» **EXERCISE**
Write the records out again, precisely as they stand.

———

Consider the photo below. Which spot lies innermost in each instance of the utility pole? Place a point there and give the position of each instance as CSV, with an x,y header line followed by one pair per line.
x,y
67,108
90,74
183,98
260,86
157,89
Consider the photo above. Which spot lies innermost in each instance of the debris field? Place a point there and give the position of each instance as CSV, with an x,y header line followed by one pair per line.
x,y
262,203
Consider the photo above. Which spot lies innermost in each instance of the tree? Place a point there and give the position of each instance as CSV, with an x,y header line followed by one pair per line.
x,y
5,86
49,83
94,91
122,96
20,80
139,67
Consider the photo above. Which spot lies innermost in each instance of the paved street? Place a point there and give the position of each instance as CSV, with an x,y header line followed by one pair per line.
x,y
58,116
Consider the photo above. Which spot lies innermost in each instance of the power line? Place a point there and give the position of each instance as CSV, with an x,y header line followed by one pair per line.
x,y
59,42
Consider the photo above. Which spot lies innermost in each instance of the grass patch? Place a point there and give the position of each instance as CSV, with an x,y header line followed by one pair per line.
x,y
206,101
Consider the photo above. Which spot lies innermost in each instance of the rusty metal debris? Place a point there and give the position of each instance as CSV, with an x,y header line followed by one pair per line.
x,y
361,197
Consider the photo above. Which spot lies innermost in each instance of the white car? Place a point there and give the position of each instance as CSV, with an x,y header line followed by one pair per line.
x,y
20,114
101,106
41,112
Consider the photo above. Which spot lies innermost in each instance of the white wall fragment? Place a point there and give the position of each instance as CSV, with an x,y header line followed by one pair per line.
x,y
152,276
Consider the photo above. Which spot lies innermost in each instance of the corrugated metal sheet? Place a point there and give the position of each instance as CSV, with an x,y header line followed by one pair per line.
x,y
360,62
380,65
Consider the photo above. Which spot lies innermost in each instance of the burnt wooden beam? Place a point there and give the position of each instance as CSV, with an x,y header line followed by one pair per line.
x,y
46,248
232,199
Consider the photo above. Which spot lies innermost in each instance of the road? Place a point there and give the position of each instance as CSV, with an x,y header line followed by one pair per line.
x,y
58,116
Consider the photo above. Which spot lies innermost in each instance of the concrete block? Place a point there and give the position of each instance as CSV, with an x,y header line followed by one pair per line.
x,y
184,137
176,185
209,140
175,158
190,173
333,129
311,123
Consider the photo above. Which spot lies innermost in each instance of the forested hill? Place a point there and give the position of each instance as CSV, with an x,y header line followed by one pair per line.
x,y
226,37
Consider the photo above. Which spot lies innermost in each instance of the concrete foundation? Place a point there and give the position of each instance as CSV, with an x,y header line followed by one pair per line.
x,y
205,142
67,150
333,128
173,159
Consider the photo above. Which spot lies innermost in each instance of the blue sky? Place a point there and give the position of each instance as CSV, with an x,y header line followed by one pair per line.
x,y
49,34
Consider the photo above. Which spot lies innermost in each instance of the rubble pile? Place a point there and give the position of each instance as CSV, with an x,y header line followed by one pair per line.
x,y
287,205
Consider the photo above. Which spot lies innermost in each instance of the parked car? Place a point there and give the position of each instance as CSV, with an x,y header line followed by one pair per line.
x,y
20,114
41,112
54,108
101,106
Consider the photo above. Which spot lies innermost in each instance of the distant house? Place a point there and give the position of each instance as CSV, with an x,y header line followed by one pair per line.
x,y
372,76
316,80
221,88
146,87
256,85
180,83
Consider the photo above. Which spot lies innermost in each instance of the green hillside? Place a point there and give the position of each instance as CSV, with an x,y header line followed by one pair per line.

———

» **FULL SOLUTION**
Consider the photo below. Which spot lies innermost in each instance of the utility pole? Place a point there and give the position of each instance as CSV, with an x,y header line followed by one pair per line.
x,y
67,108
90,74
183,98
260,86
157,89
Consider the photo above. Which spot lies innermost in each instance of the debris field? Place a point there and give the position of each instance as CSV, with an x,y header line followed by one pair per line.
x,y
262,203
Consider the photo above. Which spot lies innermost in each instance of the tree? Place a point there and give the position of each instance as CSV, with an x,y header line followed by one pair per line.
x,y
5,86
49,83
94,91
122,96
20,80
139,67
Consider the photo above. Which spot lies innermost in each instance of the paved street? Place a point there and give the position of each instance as CSV, with an x,y header line followed by one pair per line.
x,y
58,116
Consider the photo above. Which spot lies innermost in each instance of the power line? Place a point there and give the position of each instance as CSV, with an x,y header line followed by one pair per line.
x,y
59,42
Consider the photo above. Which spot lies innermost in each instance of the grass patch? Place a point there and give the position of each instance as CSV, with an x,y header line followed by one pair per line.
x,y
206,101
Consider the photo above. Which spot lies innermost in each instance of the rusty metal debris? Place a point there and give the position of each instance as CSV, with an x,y header line followed by one pair per line.
x,y
361,197
Consider the photo above. Which spot lies innermost in each instance of the white car? Place a point there and give the position of each instance as CSV, with an x,y header line followed by one pair per line.
x,y
20,114
101,106
41,112
Consider the photo above. Which spot lies innermost in each instance of the white wall fragment? Place a point there and give the position of each instance as CSV, with an x,y header line followed by one pair per line.
x,y
152,276
Consider the photo above. Which spot lies innermost in each instance of the corrugated metal sheet? Place a point there and give the position of each instance as CSV, with an x,y header line followed by one pair per line.
x,y
360,62
380,65
Consider the photo above. Which spot lies innermost in each instance of the burnt wooden beam? Place a point there and give the position of each instance as CSV, with an x,y header line followed by one pair per line.
x,y
46,248
232,199
Consider the photo above. Which spot lies innermost in each instance of the road? Place a point there and give the position of each instance as CSV, with an x,y header line followed by one pair per line.
x,y
58,116
Consider the photo above. Which spot lies innermost in each instance of the concrete block? Place a point there and give the position of each instance as CSV, with an x,y header line followed by one pair per line.
x,y
184,137
176,185
209,140
175,158
190,173
333,129
311,123
Consider the photo above. Which spot lies innermost in each instance of the forested hill? Place a point there and give the position of each instance as CSV, with an x,y header line followed by one pair per line.
x,y
226,37
Consider the photo above. Which spot lies innermost in each instance of the concrete foundation? Place a point there and give the position of each instance as CSV, with an x,y header line followed by one pair per line.
x,y
205,142
67,150
333,128
173,159
Consider the photo above. Which spot lies innermost in each instance of the blue sky? Place a point there and give the position of each instance as CSV, with an x,y header line followed by one pair per line.
x,y
49,34
Consider the photo above. Which spot lies innermost in each instance of the rubble pile? Place a point there and give the position of each instance as CSV, with an x,y header line followed by one pair per line.
x,y
287,205
Consider the photo above. Which spot lies innermost in each instance of the parked car? Place a point there and give the position of each instance as CSV, with an x,y header line followed by one pair per line.
x,y
20,114
41,112
54,108
101,106
Consider the photo above. Which spot lies innermost in each instance of the distant house? Place a point there and give the position of each instance as CSV, with an x,y header line followed by one pair per line.
x,y
372,76
316,80
221,88
146,87
256,85
180,83
Consider the photo above. Which spot lies innermost in each instance of the green hillside? Place a point there and give the position of each instance as CSV, with an x,y header line followed by one pair per line.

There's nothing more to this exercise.